TASK DETAILS. Please write the next part of the article on spotting COVID-19 email scams, picking up after its final sentence.

DOCUMENT TEXT.
-------------------------

COVID-19 scams How to spot and stop coronavirus email attacks

Jason Sattler | Source: F-Secure

Fear works. But so does expectation, familiarity, authority, and urgency. Cybercriminals know that you are expecting emails relating to COVID-19. By mimicking a familiar authority, using urgency and exploiting the globally felt fear due to the current health emergency, criminals can increase the effectiveness of their email attacks.

Malicious actors may use existing, real, materials as bait to encourage people to perform a risky action such as click a link or open an attachment. It is critical that users look at the sender of an email and examine any links contained within it before taking action. If at all unsure, users should report it.

Ask yourself three questions

It is important to ask yourself three key questions when you receive any email –

“Was I expecting this?”

“Is it asking me to do something?”

“Do I trust the sender?”

If after asking these questions you have any suspicion it is always better to report the email or contact a trusted person or department to check it. Even if it seems urgent, it is better to be slow and safe than respond quickly and recklessly.

Times of crisis often lead to actions out of the ordinary and sometimes decisions being taken at speed, these, in turn, might lead people to take a risk where they otherwise might not. Malicious actors can use these situations to develop a sense of urgency within the user or to play on their existing fears and anxieties. Unfortunately, at times when cognitive overload is common, we have to be extra careful during day-to-day activities.

How they get you

F-Secure created this one-page guide to coronavirus email attacks to help you prepare to face your inbox with confidence.

-------------------------

[Saved entries]
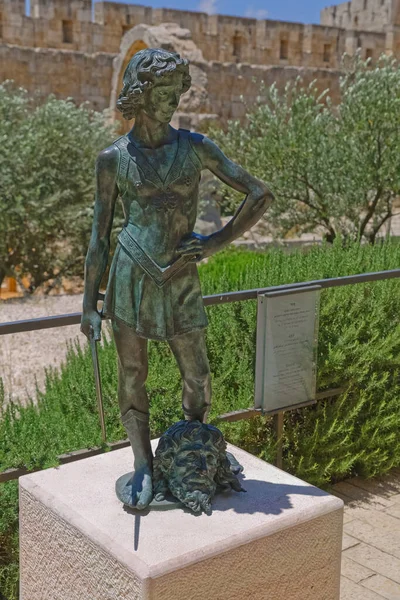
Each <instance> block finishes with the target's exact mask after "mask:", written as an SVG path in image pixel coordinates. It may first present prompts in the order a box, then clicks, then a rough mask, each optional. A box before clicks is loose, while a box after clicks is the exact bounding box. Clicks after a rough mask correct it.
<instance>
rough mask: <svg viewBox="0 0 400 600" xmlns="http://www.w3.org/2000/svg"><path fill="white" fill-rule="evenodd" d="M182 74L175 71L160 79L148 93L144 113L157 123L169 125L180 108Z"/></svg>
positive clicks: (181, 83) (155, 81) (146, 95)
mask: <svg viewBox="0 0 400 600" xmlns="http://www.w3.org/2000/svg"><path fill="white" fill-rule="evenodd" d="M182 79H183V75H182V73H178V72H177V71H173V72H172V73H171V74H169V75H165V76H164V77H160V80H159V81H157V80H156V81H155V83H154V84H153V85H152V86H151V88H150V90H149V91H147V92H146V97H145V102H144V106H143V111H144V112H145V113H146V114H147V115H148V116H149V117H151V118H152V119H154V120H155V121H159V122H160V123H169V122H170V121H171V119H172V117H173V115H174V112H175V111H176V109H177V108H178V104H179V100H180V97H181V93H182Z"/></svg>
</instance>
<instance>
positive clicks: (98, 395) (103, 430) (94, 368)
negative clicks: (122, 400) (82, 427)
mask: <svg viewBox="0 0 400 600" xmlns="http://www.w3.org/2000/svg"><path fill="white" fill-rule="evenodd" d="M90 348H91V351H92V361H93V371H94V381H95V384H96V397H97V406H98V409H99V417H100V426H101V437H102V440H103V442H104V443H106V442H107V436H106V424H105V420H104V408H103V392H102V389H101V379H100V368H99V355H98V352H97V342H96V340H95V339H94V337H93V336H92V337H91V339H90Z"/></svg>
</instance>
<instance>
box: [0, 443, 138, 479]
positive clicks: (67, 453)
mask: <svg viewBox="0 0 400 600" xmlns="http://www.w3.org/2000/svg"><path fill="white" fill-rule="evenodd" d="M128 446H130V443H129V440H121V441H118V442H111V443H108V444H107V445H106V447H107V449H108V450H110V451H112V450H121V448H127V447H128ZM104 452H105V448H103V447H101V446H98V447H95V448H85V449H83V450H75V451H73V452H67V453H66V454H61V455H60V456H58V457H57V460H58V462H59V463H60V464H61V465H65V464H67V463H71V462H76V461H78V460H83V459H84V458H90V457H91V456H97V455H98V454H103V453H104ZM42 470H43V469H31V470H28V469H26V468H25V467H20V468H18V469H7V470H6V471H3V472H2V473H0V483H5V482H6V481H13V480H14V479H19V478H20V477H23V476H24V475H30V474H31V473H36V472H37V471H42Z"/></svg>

-------------------------

TASK RESPONSE.
covid-19 phishing

According to research from F-Secure’s Tactical Defense Unit, spam is incredibly common way to spread malware. Unit head and F-Secure Vice President Christine Bejerasco hosted a webinar on how attackers are using the pandemic to entice people to click. A favorite tactic is to hide executables in archive files attached to emails. Here’s a list of extensions to watch out for (in addition to PDFs and Office documents, which are also incredibly common).

And they’ve also spotted these real-world examples of common attack angles that criminals have been using as part of their evolving efforts to capitalize on interest in COVID-19.

Internal Updates

Criminals may try to target your company specifically with emails that impersonate intercompany communications appealing to your diligence as an employee. Often the content will focus on new procedures or precautionary changes as a result of the Coronavirus outbreak.

External Updates

Who wouldn’t listen to the World Health Organization during a pandemic?  External updates play the trust you have for the third-party organization.

coronavirus email attacks WHO

Charity

Many of us just want to do good right now and scammers will even exploit that urge with fake charity solicitations.

coronavirus email attacks charity

Personal Gain

Given the economic shock that is following the virus around the world, we have to expect that emails that appeal to economic need or greed will only increase.

Can you tell if you are being phished?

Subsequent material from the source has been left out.